CHALLENGE:
Write out, character for character, the lines of the records starting with the line that contains "[segment] orange basketball" and going on through the line that contains "104L143 98L132 99L125". Include both of those lines and no others.
= = =
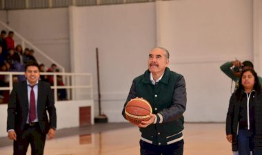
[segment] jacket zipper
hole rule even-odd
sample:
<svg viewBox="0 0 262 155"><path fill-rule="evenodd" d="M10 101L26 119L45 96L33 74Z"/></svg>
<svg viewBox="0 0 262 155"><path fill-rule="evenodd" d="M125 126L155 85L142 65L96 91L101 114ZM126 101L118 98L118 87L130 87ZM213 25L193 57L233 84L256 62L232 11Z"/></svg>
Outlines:
<svg viewBox="0 0 262 155"><path fill-rule="evenodd" d="M252 91L251 91L251 93L250 93L250 95L248 95L248 93L245 93L246 95L247 95L247 97L248 97L248 102L247 102L248 130L250 129L250 98L251 93L252 93Z"/></svg>

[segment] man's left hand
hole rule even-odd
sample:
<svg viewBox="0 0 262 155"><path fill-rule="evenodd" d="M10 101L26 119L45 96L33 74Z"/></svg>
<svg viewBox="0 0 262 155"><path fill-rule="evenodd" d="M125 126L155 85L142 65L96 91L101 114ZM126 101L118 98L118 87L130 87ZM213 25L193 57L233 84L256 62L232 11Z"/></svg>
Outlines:
<svg viewBox="0 0 262 155"><path fill-rule="evenodd" d="M48 140L51 140L54 138L55 136L55 130L52 128L50 128L48 131Z"/></svg>
<svg viewBox="0 0 262 155"><path fill-rule="evenodd" d="M148 121L141 121L141 123L139 125L139 127L140 128L145 128L148 126L149 125L154 123L154 119L156 119L156 115L154 114L150 114L150 119Z"/></svg>

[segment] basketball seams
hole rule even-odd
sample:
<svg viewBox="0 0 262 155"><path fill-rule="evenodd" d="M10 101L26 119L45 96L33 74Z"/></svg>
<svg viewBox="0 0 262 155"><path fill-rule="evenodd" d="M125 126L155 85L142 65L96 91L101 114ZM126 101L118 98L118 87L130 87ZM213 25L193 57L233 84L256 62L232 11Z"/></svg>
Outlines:
<svg viewBox="0 0 262 155"><path fill-rule="evenodd" d="M148 111L149 112L152 113L150 110L148 110L148 109L146 109L146 108L144 108L143 107L141 107L141 106L128 106L125 107L125 108L131 108L131 107L137 107L137 108L141 108L141 109L143 109L143 110L145 110L146 111Z"/></svg>
<svg viewBox="0 0 262 155"><path fill-rule="evenodd" d="M143 98L134 98L134 99L132 99L131 100L139 100L139 101L141 101L141 102L145 102L146 104L148 104L148 106L150 107L150 112L152 113L153 110L152 110L152 107L151 107L151 104L148 102L146 101L145 99L143 99ZM130 101L131 101L130 100ZM128 103L130 102L129 101ZM128 105L128 103L127 105Z"/></svg>
<svg viewBox="0 0 262 155"><path fill-rule="evenodd" d="M132 102L134 102L134 103L132 103ZM139 104L141 104L141 106L139 106ZM132 112L134 113L132 115L128 112L132 112L133 110L135 110L135 109L137 110L137 112L139 112L139 114L135 114L135 112ZM145 113L145 115L143 115L143 113ZM134 123L135 125L141 123L142 121L149 120L150 119L151 113L152 113L152 110L150 104L143 98L137 97L134 99L132 99L125 105L125 114L126 116L126 119L130 123Z"/></svg>

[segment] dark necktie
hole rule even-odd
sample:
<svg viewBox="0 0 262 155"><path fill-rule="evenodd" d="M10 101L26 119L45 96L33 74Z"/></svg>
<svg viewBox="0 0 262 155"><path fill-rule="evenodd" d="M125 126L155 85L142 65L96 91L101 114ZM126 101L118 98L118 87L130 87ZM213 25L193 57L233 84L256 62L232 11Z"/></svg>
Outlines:
<svg viewBox="0 0 262 155"><path fill-rule="evenodd" d="M34 93L34 86L30 86L31 87L30 92L30 107L29 112L29 122L33 121L37 118L36 111L35 111L35 98Z"/></svg>

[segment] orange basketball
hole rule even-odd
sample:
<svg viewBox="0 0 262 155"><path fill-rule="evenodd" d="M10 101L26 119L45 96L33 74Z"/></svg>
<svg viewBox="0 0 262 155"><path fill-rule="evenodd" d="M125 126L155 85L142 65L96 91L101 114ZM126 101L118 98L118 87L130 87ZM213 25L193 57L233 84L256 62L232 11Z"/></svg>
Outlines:
<svg viewBox="0 0 262 155"><path fill-rule="evenodd" d="M150 104L143 98L132 99L125 108L126 119L135 125L139 125L142 121L148 121L152 112Z"/></svg>

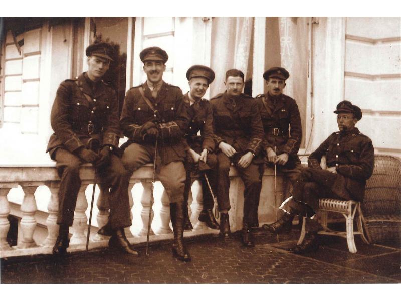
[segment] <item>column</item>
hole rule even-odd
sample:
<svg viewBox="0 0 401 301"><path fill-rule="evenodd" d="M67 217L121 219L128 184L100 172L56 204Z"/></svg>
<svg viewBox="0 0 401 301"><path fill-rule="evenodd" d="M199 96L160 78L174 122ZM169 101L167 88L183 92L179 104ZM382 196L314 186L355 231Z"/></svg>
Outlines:
<svg viewBox="0 0 401 301"><path fill-rule="evenodd" d="M27 249L36 246L34 240L34 232L36 227L36 219L35 214L37 207L34 193L39 184L22 183L21 184L25 195L21 207L22 218L20 222L22 238L17 247L20 249Z"/></svg>
<svg viewBox="0 0 401 301"><path fill-rule="evenodd" d="M72 224L73 235L70 241L71 244L86 243L86 233L88 231L88 218L85 211L88 208L88 201L85 191L88 183L83 183L79 189L77 198L77 205L74 212L74 222Z"/></svg>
= = =
EXERCISE OUTPUT:
[segment] orange basketball
hole rule even-odd
sample:
<svg viewBox="0 0 262 155"><path fill-rule="evenodd" d="M10 101L26 119L45 96L33 74Z"/></svg>
<svg viewBox="0 0 262 155"><path fill-rule="evenodd" d="M125 126L155 85L142 65L96 91L101 114ZM126 101L118 98L118 87L130 87ZM213 25L193 57L233 84L256 62L232 11Z"/></svg>
Outlines:
<svg viewBox="0 0 262 155"><path fill-rule="evenodd" d="M150 104L143 98L132 99L125 108L126 119L135 125L139 125L142 121L148 121L152 112Z"/></svg>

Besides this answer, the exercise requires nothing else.